Elle est considérée comme le fleuron artistique et le moteur économique de toutes les foires d’art en France. Dans un monde de secousses géopolitiques où le marché de l’art se rétrécit, Art Basel Paris accueille du 24 au 26 octobre 206 galeries du monde entier vendant des œuvres, dont certains valent des millions d’euros. Présenté par la galerie Bank, installée à Shanghai et New York, l’artiste chinois Duyi Han nous parle de ses créations à la fois plaisantes et déroutantes.
RFI : que signifie pour vous d’être ici à Art Basel Paris ?
Duyi Han : C’est la première fois que j’ai une exposition personnelle à Art Basel. Le fait d’être à Paris me permet de montrer mon travail à un public international très important. Le salon au Grand Palais dégage une atmosphère et une esthétique très particulières et un cadre raffiné pour exposer mon travail.
Que faites-vous découvrir aux visiteurs ?
---+---
→ **Consigne**: Prolongez l'entretien sur Art Basel Paris à partir de sa dernière phrase.
---+---
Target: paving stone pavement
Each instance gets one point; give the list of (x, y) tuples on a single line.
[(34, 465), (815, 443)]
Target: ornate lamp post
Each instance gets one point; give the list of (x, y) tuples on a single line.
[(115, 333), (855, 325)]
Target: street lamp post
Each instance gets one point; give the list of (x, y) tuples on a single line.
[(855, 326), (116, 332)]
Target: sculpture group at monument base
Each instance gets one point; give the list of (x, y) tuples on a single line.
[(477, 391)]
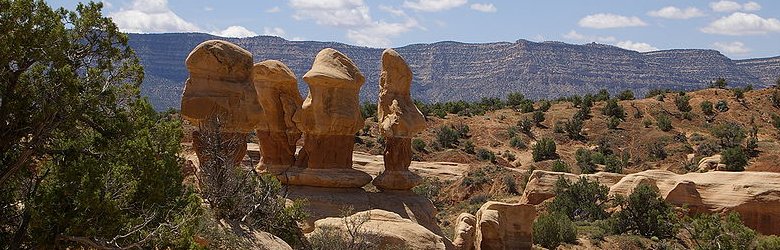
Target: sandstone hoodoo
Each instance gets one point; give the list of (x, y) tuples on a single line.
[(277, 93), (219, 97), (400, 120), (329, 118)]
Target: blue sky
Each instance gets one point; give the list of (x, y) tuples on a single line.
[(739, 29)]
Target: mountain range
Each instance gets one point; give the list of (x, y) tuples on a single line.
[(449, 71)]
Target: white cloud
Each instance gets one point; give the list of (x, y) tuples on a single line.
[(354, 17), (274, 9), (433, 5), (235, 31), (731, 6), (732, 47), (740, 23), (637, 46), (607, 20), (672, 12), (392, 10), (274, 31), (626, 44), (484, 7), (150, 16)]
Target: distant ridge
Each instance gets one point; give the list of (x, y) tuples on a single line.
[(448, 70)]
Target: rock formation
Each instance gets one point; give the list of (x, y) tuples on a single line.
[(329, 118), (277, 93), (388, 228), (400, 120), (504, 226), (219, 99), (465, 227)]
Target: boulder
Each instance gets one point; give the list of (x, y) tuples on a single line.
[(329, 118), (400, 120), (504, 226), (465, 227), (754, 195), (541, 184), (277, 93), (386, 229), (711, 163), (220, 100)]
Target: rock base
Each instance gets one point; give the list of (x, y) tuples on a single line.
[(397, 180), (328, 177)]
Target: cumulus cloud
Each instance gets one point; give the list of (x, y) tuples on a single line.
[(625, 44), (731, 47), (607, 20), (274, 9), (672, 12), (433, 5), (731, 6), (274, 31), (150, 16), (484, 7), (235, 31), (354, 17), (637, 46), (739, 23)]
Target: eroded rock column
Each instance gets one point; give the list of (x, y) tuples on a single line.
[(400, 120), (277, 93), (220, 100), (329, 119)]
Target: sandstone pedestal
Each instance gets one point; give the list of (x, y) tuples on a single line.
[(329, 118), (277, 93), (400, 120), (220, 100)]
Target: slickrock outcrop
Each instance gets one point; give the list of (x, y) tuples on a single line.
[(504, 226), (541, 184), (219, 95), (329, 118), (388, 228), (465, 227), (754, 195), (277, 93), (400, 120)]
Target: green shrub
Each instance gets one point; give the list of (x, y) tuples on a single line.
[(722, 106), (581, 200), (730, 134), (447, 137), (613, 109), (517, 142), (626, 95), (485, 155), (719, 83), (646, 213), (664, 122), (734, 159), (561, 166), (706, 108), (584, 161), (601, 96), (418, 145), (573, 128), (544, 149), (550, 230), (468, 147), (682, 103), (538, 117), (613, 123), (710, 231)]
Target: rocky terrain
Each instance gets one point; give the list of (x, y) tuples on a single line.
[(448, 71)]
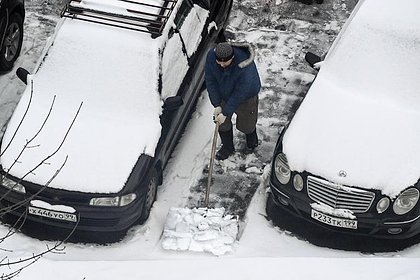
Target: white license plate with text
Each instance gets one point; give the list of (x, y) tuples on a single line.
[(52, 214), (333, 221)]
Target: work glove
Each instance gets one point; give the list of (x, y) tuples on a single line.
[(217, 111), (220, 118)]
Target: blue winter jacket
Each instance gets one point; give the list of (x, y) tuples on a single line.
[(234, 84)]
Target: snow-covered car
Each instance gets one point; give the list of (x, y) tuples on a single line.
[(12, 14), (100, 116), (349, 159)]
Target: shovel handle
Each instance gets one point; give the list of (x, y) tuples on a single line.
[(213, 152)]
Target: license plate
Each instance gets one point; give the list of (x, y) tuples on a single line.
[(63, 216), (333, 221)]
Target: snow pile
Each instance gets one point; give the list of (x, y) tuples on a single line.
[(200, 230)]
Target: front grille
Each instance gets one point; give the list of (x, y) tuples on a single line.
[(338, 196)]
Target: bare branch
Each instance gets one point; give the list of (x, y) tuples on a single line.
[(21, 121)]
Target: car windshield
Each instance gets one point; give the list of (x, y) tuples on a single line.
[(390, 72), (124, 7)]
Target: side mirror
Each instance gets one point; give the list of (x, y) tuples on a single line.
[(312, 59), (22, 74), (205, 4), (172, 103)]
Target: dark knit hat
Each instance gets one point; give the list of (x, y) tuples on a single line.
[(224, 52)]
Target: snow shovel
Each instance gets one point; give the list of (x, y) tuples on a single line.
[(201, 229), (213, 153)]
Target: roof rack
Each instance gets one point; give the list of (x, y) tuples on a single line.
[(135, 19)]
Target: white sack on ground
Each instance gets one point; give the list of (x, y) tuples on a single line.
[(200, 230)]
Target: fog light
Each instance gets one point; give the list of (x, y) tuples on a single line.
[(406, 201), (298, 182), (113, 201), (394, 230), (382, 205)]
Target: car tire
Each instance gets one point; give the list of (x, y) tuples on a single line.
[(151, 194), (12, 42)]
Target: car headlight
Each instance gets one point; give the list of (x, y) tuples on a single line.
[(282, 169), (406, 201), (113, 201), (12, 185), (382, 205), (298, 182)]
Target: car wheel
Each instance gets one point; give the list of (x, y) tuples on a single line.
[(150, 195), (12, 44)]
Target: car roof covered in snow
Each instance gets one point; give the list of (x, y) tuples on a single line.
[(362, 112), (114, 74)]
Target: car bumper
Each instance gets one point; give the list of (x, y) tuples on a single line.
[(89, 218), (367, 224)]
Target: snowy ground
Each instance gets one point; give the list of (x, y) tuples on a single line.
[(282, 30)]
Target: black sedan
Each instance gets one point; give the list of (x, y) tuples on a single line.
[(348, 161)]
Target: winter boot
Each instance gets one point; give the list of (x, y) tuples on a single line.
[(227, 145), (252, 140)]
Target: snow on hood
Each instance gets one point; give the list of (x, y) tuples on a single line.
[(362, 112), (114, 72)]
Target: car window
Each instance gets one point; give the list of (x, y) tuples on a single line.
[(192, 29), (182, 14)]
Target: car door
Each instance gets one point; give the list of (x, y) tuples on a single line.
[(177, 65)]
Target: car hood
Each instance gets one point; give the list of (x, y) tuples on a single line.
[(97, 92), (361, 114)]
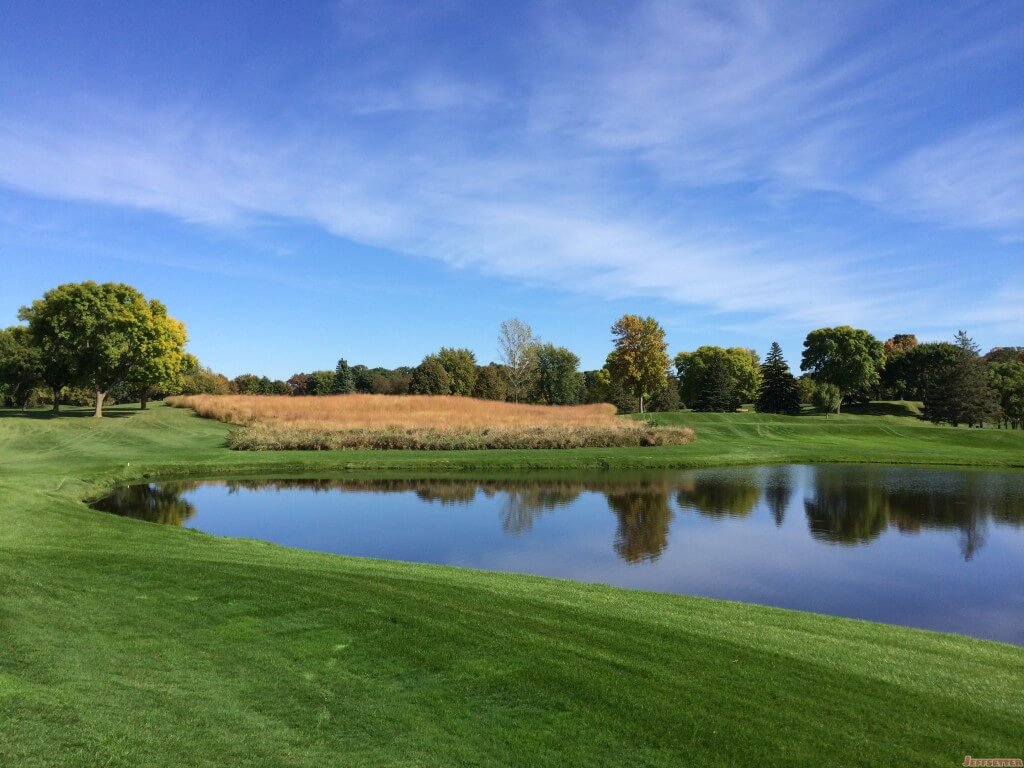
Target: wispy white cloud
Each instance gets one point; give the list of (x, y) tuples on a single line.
---+---
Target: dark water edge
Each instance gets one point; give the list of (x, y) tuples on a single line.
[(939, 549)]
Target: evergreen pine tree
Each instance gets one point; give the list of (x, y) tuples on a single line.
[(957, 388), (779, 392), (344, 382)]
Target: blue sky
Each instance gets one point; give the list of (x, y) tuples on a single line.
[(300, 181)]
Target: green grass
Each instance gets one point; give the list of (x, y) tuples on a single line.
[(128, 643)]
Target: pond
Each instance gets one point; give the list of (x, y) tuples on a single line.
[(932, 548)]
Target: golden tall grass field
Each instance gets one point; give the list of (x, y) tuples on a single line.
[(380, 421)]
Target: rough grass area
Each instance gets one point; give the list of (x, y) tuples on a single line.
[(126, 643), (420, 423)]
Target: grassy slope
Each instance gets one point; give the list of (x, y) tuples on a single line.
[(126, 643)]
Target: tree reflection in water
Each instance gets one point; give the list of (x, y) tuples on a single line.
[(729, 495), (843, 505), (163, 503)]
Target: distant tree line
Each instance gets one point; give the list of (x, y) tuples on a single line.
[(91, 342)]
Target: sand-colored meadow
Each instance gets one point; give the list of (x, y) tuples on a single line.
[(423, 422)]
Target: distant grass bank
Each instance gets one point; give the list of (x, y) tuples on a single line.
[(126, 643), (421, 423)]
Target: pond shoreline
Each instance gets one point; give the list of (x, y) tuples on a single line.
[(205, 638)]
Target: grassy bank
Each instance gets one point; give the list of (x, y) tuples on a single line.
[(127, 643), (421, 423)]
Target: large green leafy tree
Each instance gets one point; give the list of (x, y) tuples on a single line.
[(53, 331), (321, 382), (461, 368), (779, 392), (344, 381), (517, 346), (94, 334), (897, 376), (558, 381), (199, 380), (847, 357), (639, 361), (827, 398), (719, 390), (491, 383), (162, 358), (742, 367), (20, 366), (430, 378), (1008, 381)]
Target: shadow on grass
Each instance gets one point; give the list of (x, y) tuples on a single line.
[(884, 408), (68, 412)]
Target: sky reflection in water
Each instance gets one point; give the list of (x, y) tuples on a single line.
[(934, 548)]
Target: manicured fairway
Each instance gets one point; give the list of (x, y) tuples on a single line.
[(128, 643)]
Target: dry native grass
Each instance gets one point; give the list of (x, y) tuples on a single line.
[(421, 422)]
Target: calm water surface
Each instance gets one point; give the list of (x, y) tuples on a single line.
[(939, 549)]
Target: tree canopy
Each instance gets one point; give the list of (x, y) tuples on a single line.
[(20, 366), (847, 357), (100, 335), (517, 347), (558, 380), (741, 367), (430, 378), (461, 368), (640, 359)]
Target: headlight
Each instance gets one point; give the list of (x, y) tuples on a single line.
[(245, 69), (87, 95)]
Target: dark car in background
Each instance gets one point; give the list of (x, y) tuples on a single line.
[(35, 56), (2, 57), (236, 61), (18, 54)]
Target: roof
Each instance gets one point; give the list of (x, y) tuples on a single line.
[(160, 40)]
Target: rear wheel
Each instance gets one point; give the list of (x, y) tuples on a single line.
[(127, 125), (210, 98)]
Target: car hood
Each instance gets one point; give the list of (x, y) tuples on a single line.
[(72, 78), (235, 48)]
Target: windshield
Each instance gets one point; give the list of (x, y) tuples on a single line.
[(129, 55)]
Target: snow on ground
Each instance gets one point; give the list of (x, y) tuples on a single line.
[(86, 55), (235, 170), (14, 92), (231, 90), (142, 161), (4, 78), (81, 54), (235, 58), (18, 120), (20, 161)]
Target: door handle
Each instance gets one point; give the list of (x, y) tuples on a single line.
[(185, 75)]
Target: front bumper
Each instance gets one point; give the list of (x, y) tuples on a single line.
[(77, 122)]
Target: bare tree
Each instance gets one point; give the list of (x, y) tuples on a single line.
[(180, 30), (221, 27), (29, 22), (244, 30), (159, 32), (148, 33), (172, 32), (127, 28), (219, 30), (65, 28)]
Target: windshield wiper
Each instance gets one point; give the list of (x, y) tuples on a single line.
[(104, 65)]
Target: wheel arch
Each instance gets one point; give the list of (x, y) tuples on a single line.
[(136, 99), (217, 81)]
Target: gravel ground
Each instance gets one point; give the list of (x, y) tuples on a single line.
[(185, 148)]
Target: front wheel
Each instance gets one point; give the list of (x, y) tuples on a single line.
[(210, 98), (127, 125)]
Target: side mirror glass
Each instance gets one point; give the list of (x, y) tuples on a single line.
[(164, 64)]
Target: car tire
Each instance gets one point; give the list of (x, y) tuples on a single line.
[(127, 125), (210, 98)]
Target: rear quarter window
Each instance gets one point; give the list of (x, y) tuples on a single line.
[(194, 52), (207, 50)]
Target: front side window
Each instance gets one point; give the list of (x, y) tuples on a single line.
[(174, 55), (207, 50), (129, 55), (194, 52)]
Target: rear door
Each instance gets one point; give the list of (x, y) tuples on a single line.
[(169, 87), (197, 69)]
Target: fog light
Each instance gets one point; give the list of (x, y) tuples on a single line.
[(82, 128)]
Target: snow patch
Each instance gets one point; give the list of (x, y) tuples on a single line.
---+---
→ **Corrigé**:
Je présente deux projets. Le premier est un ensemble de sculptures-meubles intitulé Ordinance of the Subconscious Treatment, et le second est un projet de papier peint et de broderies encadrées intitulé Visions of Bloom.
Vous décrivez Ordonnance du traitement subconscient comme une collection d’objets et d’environnements neuro-esthétiques qui explore les thèmes de la santé mentale et de la culture chinoise contemporaine.
Les pièces ont la forme d’objets que l’on trouve dans les temples chinois. Elles sont brodées sur de la soie. Elles comportent de nombreux motifs et symboles. En fait, elles représentent les structures moléculaires de substances chimiques liées à la santé mentale. Et elles comportent également des textes concernant la santé mentale, par exemple des paroles de chansons de l’artiste américaine Billie Eilish et des questions thérapeutiques. Ce groupe d’œuvres représente donc un système de croyances contemporain dans la recherche du bonheur.
Pourriez-vous nous donner un exemple de votre approche de la santé mentale ?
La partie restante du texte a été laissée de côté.